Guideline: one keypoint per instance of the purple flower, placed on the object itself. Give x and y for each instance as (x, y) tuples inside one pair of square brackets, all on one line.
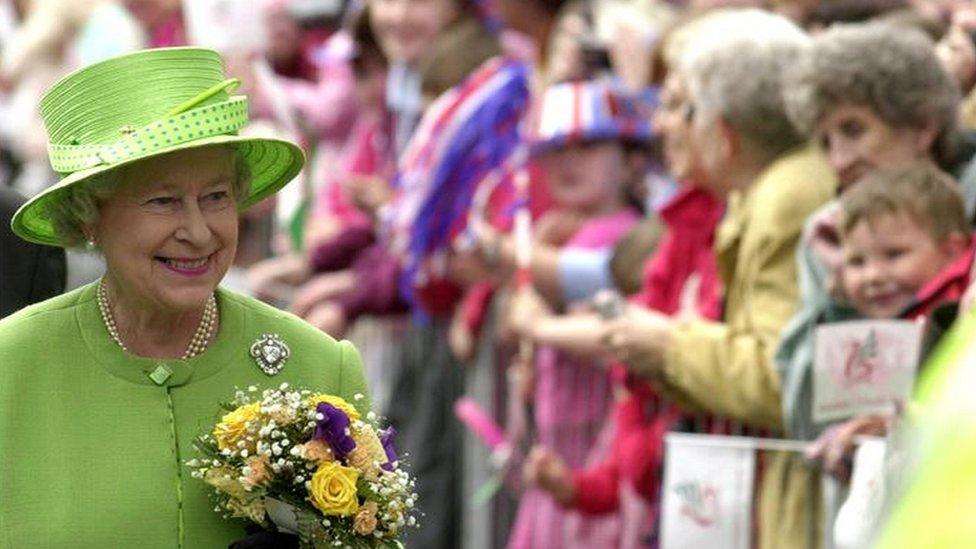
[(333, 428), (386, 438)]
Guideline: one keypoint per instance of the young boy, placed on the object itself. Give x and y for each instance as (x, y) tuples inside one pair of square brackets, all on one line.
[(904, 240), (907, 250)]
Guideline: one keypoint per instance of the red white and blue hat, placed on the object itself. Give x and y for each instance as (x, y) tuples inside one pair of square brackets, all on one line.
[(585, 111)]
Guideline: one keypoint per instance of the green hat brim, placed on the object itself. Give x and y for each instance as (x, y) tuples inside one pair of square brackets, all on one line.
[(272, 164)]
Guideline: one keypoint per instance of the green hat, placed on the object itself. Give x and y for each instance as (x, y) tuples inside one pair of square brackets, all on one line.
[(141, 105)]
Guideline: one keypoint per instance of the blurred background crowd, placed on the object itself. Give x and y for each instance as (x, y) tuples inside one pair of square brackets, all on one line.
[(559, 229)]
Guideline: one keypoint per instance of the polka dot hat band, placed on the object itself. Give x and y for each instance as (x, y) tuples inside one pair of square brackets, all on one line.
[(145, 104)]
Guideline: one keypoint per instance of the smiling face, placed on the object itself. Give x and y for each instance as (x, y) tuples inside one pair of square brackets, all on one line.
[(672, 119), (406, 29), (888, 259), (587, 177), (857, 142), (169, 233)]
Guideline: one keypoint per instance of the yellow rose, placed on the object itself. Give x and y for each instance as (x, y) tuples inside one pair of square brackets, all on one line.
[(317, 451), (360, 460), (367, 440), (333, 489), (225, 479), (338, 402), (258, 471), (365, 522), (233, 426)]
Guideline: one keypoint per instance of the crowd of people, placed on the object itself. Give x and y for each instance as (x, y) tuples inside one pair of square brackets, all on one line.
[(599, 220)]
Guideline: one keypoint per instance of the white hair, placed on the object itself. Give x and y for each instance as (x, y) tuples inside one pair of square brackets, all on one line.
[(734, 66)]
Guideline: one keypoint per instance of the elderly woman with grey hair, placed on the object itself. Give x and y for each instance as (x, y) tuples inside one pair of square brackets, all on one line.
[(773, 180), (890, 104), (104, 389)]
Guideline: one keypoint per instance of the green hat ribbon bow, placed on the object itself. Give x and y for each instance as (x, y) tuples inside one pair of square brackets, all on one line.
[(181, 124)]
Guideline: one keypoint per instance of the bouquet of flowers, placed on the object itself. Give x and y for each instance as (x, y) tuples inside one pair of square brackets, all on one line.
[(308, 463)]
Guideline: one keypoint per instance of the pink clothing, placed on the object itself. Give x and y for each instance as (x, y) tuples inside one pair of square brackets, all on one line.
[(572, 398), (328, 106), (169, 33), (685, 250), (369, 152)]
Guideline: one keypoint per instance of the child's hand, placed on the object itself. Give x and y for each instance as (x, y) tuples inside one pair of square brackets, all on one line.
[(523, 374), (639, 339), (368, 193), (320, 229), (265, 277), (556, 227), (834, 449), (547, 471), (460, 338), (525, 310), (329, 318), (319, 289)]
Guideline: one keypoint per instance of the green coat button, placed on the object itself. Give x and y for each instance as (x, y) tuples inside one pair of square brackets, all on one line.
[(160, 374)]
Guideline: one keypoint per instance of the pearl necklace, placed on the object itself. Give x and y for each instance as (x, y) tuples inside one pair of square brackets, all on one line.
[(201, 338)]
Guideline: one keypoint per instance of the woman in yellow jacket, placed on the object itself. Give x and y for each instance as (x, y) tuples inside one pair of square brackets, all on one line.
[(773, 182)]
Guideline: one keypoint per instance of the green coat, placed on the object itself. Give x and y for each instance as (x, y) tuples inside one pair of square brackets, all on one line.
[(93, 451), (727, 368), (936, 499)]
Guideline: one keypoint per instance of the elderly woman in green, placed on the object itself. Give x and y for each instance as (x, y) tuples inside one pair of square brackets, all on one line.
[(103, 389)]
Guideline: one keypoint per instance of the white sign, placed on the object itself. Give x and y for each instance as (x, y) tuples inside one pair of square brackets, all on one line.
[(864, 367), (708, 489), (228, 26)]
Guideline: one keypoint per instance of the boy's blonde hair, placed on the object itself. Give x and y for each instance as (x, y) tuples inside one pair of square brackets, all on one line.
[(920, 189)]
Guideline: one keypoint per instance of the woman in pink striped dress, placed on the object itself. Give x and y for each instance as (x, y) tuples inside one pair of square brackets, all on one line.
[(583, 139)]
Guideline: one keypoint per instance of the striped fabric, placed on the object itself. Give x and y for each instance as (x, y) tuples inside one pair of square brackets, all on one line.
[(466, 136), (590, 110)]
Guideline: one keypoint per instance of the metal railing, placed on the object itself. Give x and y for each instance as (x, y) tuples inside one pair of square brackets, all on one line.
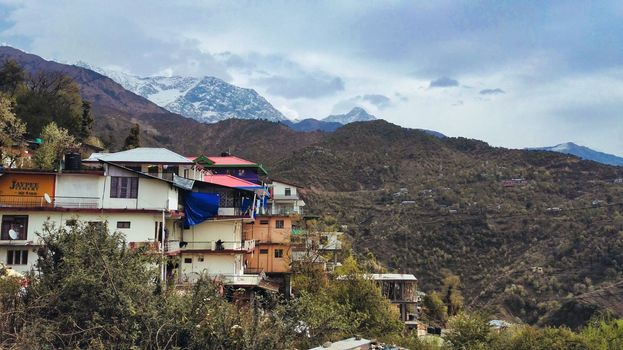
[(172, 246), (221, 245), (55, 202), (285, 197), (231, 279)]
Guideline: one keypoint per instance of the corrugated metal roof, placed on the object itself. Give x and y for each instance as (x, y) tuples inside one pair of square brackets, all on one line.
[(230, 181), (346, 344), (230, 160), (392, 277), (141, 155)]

● ● ●

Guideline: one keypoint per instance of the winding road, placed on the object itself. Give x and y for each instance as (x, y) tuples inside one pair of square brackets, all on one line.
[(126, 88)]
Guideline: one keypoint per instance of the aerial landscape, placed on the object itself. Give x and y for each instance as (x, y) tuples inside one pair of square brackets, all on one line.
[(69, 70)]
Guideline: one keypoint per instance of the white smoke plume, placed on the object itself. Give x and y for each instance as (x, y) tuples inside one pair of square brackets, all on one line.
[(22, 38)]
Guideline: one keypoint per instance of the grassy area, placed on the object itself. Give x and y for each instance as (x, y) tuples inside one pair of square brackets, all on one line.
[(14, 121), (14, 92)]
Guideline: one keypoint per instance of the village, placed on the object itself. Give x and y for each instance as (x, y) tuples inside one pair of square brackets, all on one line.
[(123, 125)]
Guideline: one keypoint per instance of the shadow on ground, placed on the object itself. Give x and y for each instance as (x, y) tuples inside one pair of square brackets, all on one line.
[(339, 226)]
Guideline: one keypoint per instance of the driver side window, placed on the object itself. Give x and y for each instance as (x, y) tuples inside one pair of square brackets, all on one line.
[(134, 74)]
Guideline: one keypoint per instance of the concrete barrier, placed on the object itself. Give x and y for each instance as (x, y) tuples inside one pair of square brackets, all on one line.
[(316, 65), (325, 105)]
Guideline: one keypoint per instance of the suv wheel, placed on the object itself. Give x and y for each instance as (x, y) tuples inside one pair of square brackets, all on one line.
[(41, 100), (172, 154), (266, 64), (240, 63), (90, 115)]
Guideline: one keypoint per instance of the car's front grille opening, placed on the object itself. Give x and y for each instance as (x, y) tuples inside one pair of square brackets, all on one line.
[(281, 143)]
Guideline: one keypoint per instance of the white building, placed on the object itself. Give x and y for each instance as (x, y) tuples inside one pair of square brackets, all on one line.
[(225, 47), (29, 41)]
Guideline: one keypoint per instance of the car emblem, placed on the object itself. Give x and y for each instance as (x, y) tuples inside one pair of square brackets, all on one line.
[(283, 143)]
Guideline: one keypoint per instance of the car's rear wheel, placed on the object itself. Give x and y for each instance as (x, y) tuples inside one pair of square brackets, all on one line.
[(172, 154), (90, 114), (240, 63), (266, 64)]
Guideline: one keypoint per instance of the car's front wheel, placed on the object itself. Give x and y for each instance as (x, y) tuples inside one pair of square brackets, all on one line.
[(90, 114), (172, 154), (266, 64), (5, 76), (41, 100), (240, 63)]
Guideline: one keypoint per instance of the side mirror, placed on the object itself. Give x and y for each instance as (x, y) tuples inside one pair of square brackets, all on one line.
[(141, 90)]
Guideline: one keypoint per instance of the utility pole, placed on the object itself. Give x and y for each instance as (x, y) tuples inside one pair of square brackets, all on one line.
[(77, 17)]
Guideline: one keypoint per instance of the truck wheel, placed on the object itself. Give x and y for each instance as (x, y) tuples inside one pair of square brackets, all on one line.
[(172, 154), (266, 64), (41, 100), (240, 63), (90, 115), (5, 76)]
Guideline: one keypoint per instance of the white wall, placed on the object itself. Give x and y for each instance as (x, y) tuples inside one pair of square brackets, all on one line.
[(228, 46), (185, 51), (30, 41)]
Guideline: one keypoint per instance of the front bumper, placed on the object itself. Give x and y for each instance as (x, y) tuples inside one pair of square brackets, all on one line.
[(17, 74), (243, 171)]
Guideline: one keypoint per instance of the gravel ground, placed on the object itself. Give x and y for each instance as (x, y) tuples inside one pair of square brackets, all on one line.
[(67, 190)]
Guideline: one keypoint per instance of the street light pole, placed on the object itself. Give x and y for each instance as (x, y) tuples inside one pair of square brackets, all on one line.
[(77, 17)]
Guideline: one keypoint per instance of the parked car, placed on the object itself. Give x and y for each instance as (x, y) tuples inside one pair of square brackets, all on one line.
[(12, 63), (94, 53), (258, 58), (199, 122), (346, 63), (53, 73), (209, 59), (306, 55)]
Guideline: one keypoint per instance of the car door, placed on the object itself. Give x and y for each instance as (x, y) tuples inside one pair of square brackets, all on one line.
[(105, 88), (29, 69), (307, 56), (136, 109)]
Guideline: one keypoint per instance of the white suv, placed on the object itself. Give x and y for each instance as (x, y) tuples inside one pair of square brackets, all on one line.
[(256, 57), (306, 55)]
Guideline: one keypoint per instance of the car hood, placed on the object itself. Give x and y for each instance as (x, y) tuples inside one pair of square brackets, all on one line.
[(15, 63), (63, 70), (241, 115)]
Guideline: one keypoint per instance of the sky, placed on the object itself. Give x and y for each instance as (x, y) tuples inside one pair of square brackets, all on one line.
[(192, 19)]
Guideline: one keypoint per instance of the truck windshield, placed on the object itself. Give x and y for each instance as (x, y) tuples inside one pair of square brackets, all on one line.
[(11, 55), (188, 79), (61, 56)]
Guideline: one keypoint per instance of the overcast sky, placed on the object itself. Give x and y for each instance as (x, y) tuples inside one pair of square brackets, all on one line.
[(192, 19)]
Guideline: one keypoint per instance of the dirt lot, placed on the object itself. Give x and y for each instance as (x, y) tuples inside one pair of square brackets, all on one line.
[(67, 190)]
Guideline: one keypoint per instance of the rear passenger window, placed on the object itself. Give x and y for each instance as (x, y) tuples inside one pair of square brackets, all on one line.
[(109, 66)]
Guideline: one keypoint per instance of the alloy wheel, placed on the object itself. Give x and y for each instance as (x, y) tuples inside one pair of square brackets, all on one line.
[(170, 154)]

● ● ●

* Stated task: Copy out the rows above, starting at the line that contains "Guideline: one keypoint per instance of the white sign, placed" and ending after the line that contains "[(230, 181), (346, 344), (230, 160), (392, 277), (141, 155)]". Reproduce each line without any changes, and leave out the pictures.

* Answer for this exercise:
Guideline: one keypoint per instance of the white sign, placed on the object itself. Give x and y for each instance as (x, y) tuples inside one pair of square brackets, all on one line.
[(864, 367), (708, 489), (228, 26)]
Guideline: one keypoint per instance of the boy's blonde hair, placed on the object itself. Give x and y for each instance as (x, y) tuples inside one pair of square brackets, all on one line.
[(920, 189)]
Guideline: one keypoint per instance of the woman in pink striped dress, placed on the object itself. Give x and y for each instance as (x, y) tuples inside one pair of square brackets, all on one line.
[(583, 139)]
Guideline: one keypoint per instance of the striped fabric, placed on the object itself. Give x and y for each instance as (x, y) tuples inside one pair of square brackets, all on one line.
[(466, 136), (590, 110)]
Guideline: one keypoint per instance of the metal railing, placed on the object itself. Give x and y for each instance as (x, y) tuples inside one pair of square brackets, all on one line.
[(172, 246), (221, 245), (55, 202), (285, 197), (231, 279)]
Guideline: one keypoint per instance of the corrugated metal roof, placed on the object itself. Give x and y for each instance as (x, y) tuples inside one pair of square brackets, all on one line.
[(230, 181), (346, 344), (230, 160), (392, 277), (141, 155)]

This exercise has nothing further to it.